#### Requirements
Rewrite the part of the listing that opens with the line containing "Target — marble step at monument base" and runs through the end of the listing, both ends included and requests kept, adding -78 to every x and y point coordinate in the answers. Leave the pictures out.

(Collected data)
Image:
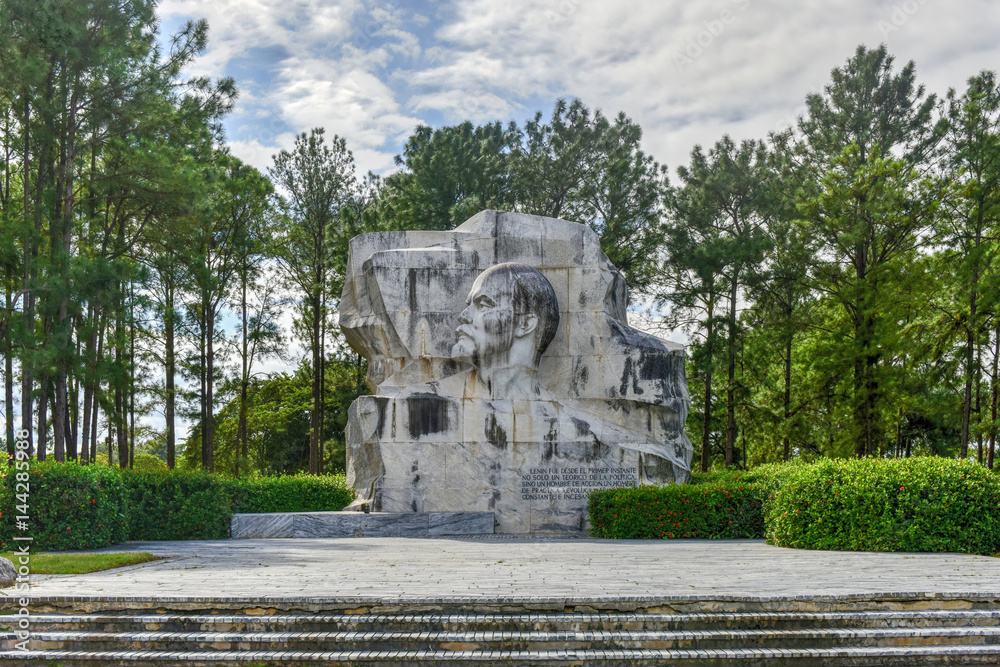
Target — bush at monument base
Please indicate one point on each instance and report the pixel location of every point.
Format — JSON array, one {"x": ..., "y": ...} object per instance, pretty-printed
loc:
[
  {"x": 177, "y": 506},
  {"x": 199, "y": 506},
  {"x": 726, "y": 508},
  {"x": 69, "y": 506},
  {"x": 73, "y": 506},
  {"x": 921, "y": 504},
  {"x": 291, "y": 493}
]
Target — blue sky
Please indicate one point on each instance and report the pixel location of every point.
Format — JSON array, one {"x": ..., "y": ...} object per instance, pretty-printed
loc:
[{"x": 687, "y": 72}]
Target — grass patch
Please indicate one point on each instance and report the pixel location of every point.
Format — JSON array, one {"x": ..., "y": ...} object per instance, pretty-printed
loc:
[{"x": 46, "y": 563}]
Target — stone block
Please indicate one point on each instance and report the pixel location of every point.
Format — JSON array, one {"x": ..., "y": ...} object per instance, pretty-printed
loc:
[{"x": 546, "y": 394}]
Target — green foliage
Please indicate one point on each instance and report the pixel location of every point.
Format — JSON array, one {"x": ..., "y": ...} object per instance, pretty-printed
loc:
[
  {"x": 723, "y": 507},
  {"x": 277, "y": 421},
  {"x": 148, "y": 463},
  {"x": 69, "y": 506},
  {"x": 73, "y": 506},
  {"x": 177, "y": 506},
  {"x": 921, "y": 504},
  {"x": 290, "y": 493},
  {"x": 197, "y": 505}
]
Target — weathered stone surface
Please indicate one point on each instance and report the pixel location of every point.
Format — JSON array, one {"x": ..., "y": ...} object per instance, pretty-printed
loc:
[
  {"x": 505, "y": 376},
  {"x": 356, "y": 524},
  {"x": 8, "y": 573}
]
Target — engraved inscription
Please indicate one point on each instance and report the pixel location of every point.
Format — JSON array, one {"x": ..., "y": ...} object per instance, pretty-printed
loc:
[{"x": 573, "y": 483}]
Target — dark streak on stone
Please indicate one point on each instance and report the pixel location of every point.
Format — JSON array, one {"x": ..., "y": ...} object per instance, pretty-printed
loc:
[
  {"x": 428, "y": 414},
  {"x": 495, "y": 434},
  {"x": 381, "y": 402},
  {"x": 551, "y": 441}
]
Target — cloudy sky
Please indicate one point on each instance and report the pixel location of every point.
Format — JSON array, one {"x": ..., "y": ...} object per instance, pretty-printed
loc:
[{"x": 687, "y": 72}]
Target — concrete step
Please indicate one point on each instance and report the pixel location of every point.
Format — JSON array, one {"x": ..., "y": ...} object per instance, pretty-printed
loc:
[
  {"x": 551, "y": 622},
  {"x": 839, "y": 657},
  {"x": 222, "y": 632},
  {"x": 507, "y": 641}
]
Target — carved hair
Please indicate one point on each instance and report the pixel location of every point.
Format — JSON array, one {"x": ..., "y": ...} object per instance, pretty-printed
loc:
[{"x": 531, "y": 293}]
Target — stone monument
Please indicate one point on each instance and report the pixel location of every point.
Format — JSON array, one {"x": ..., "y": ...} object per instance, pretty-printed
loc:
[{"x": 504, "y": 375}]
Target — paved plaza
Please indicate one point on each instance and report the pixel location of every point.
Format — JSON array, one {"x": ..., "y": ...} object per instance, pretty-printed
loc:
[{"x": 501, "y": 566}]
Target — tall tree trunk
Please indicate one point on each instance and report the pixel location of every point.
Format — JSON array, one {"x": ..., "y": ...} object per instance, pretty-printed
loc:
[
  {"x": 970, "y": 346},
  {"x": 97, "y": 390},
  {"x": 979, "y": 407},
  {"x": 168, "y": 324},
  {"x": 30, "y": 253},
  {"x": 208, "y": 428},
  {"x": 241, "y": 429},
  {"x": 42, "y": 428},
  {"x": 88, "y": 385},
  {"x": 314, "y": 418},
  {"x": 120, "y": 388},
  {"x": 995, "y": 381},
  {"x": 731, "y": 368},
  {"x": 131, "y": 373},
  {"x": 8, "y": 381},
  {"x": 787, "y": 445},
  {"x": 706, "y": 432}
]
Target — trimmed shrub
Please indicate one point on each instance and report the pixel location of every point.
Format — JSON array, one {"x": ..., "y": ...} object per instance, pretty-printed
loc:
[
  {"x": 290, "y": 493},
  {"x": 147, "y": 462},
  {"x": 199, "y": 506},
  {"x": 70, "y": 506},
  {"x": 920, "y": 504},
  {"x": 177, "y": 506},
  {"x": 726, "y": 507}
]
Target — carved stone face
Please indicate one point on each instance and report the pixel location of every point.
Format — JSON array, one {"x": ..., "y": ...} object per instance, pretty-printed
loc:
[{"x": 485, "y": 330}]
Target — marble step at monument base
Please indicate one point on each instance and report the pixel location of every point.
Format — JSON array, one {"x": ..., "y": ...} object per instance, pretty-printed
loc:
[
  {"x": 949, "y": 632},
  {"x": 361, "y": 524}
]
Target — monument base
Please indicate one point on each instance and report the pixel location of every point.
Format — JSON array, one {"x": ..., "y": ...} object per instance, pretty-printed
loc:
[{"x": 359, "y": 524}]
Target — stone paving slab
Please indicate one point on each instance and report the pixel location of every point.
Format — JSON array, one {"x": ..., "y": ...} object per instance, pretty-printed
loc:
[{"x": 498, "y": 567}]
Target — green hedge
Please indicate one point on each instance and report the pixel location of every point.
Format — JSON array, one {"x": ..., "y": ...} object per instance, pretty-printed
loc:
[
  {"x": 177, "y": 506},
  {"x": 920, "y": 504},
  {"x": 74, "y": 506},
  {"x": 724, "y": 507},
  {"x": 291, "y": 493},
  {"x": 70, "y": 506}
]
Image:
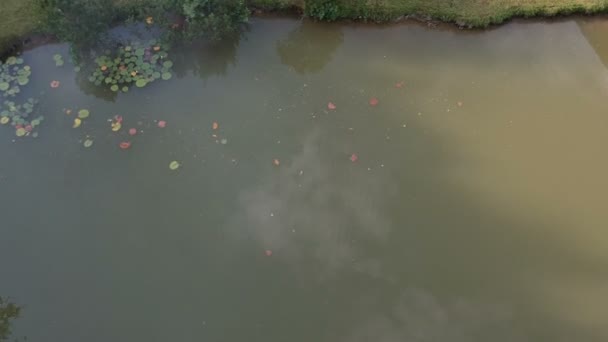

#### Response for this exercise
Target — marble step at monument base
Please indicate one point on each instance and report the pixel location of every point.
Format — JSON array, one {"x": ..., "y": ...} object per instance, pretty-printed
loc:
[
  {"x": 871, "y": 554},
  {"x": 283, "y": 446}
]
Target — monument base
Please indicate one point on each instance and report the pixel location of every point.
Format — JSON array, one {"x": ..., "y": ...} object per instance, pretty-printed
loc:
[{"x": 281, "y": 446}]
Target — stone paving slab
Please indicate one point on each instance and report the pixel location of every point.
Format — JSON array, one {"x": ..., "y": ...} object per instance, pretty-printed
loc:
[{"x": 420, "y": 489}]
Target — green hedge
Please indicate one point on each instance and report the pixel location of every point.
Format — JSON array, one {"x": ..., "y": ...} object per instance, pretty-printed
loc:
[
  {"x": 99, "y": 428},
  {"x": 842, "y": 426},
  {"x": -4, "y": 428},
  {"x": 646, "y": 429},
  {"x": 213, "y": 415},
  {"x": -8, "y": 428}
]
Image:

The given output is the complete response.